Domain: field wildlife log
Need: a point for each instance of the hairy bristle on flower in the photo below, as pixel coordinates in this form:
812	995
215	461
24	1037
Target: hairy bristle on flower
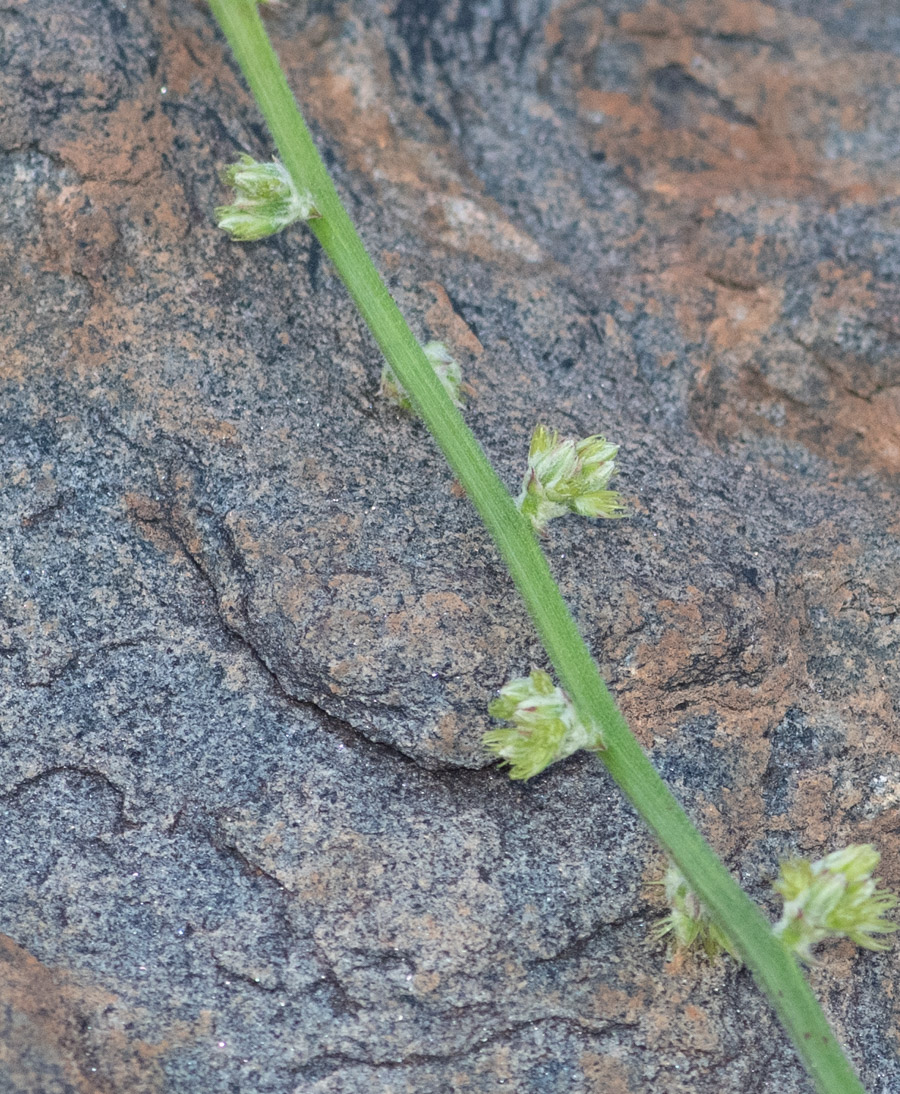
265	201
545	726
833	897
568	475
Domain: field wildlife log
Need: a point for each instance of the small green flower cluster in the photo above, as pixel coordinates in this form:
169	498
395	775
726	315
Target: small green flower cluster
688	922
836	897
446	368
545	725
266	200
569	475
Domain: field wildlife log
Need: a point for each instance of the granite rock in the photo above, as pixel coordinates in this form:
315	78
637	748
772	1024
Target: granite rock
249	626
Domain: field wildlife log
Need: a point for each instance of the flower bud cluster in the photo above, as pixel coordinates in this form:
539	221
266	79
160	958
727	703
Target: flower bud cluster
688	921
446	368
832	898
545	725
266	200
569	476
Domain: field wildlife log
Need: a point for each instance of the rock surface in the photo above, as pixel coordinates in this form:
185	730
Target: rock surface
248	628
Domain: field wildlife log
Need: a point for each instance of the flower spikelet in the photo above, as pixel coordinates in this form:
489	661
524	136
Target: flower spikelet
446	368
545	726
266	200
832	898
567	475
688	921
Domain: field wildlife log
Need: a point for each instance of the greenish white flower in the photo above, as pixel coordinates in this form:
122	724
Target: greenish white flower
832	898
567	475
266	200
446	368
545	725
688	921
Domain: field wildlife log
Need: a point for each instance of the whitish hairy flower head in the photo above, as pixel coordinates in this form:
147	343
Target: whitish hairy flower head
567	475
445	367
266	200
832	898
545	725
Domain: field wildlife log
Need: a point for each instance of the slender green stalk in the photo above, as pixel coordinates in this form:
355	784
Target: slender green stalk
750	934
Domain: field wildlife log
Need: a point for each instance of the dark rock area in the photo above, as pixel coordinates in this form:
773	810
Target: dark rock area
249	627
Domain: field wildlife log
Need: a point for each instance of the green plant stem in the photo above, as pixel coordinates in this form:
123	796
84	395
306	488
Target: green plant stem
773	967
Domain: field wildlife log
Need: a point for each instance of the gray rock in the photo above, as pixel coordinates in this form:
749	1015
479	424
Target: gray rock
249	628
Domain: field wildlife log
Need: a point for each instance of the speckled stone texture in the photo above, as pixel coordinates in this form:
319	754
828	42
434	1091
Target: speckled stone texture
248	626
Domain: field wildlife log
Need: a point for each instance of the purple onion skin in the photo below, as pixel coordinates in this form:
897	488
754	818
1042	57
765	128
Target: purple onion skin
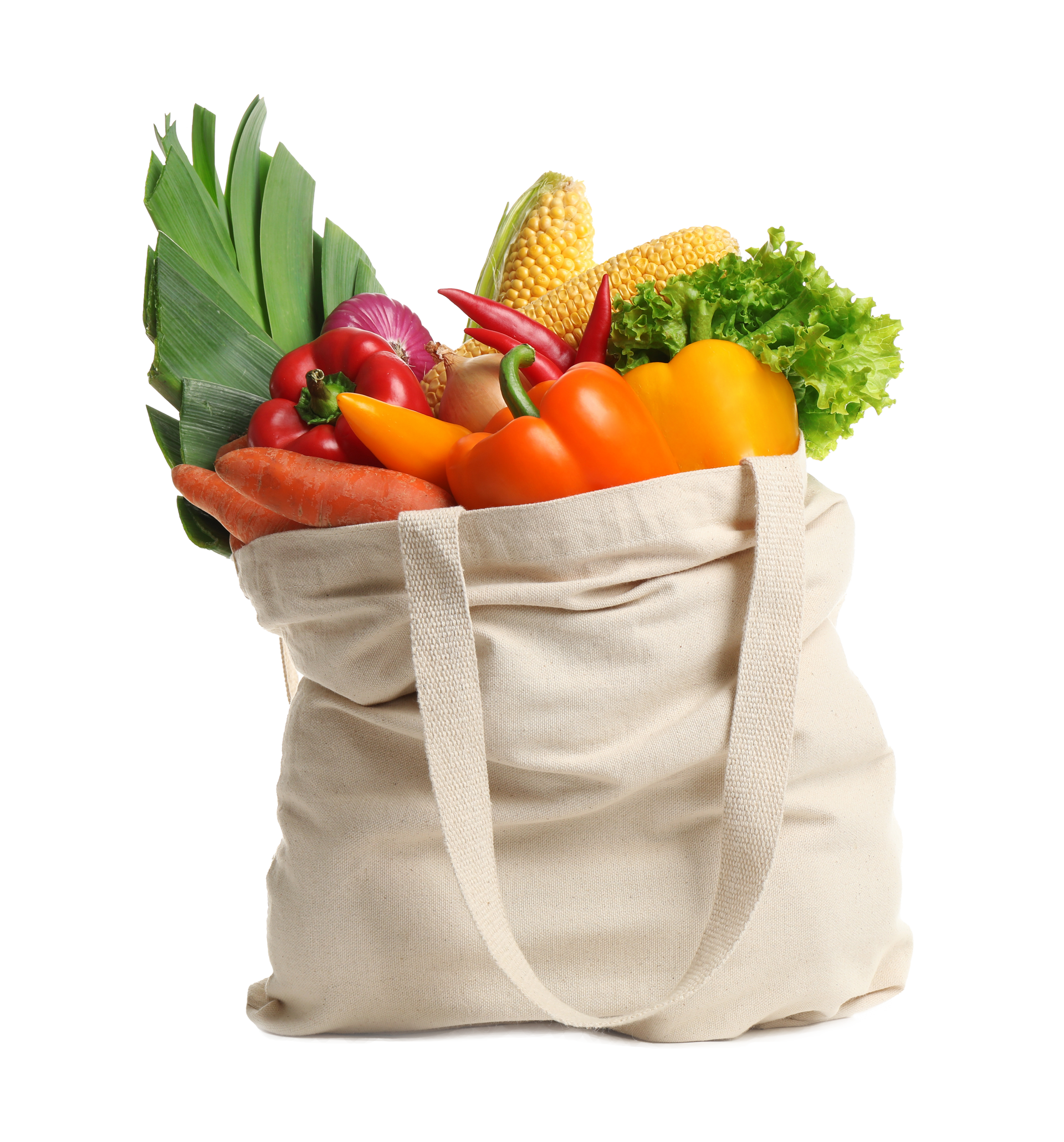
════════════════════
Task requirements: Type the entries again verbatim. Any pictures should be skipped.

Written solution:
Domain: field wildlife log
Need: a point for each instance of the hairy bristle on flower in the photo below, as pixel coordinates in this form:
812	995
215	461
24	1037
Target: hairy bristle on flower
265	201
545	726
833	897
568	475
Domain: field wildlife log
Need: a point for each instance of the small green flower cluster in the photo above, as pixel coordinates in this form:
169	498
395	775
726	315
Target: small green flower cluster
688	922
836	897
446	368
545	725
266	200
569	475
Domain: field wildlife log
Need: a point for each instance of the granite rock in the photo above, as pixel coordinates in this form:
315	78
637	748
772	1024
Target: granite rock
249	626
Domain: field wildlife log
Need: a point for each instance of the flower bud cluster in the photo above, as pixel coordinates in this form:
539	221
266	79
160	958
727	703
Target: flower bud cluster
688	921
446	368
832	898
545	725
266	200
569	476
Domain: field wildlife log
Need: a point for each instance of the rock surface in the photo above, as pixel coordinates in this form:
185	730
Target: rock surface
248	628
Domain: field wildlife log
Need: a point for each instance of the flower spikelet in the photo above, as pixel coordinates in this form:
489	661
524	136
Target: flower spikelet
446	368
545	726
266	200
832	898
567	475
688	921
Domain: field wildlife log
Need: a point for each instance of the greenish white flower in the photo above, as pixel coordinates in this form:
122	724
Target: greenish white flower
832	898
567	475
266	200
446	368
545	725
688	921
Domain: field wildlife log
Need: a point for each instance of the whitish hairy flower head in the photo above, as pixel coordinates in this form:
147	343
Target: whitish hairy flower head
567	475
445	367
266	200
832	898
545	725
Domain: field wildlife log
Need: a point for each instance of the slender green stalk in the photo above, as pixel coordinates in this form:
355	784
Target: slender green stalk
750	934
Domain: field wildlife log
Need: a point for each instance of the dark rock area in the photo above, as pixel coordinates in this form:
773	810
Target: dark rock area
249	627
Domain: field wildlife log
Need: a point for each instance of the green plant stem in the photo above, as pixel coordinates in this form:
123	796
84	395
306	488
Target: green plant stem
773	967
Domain: field wildlife log
Need: a point for each instance of the gray rock in the photo above, as pixel coordinates in this form:
749	1015
479	424
Target: gray rock
249	628
Domain: field wildlife log
Need: a point for each instance of the speckled stone texture in the photo above, as pixel coordinates in this form:
319	754
828	42
434	1091
Target: speckled stone texture
248	626
Domain: field wildlife log
Need: a point for each instance of the purple onion skin in the photo below, as pixel coordinates in this form:
897	488
754	818
1042	57
765	128
Target: purple onion skin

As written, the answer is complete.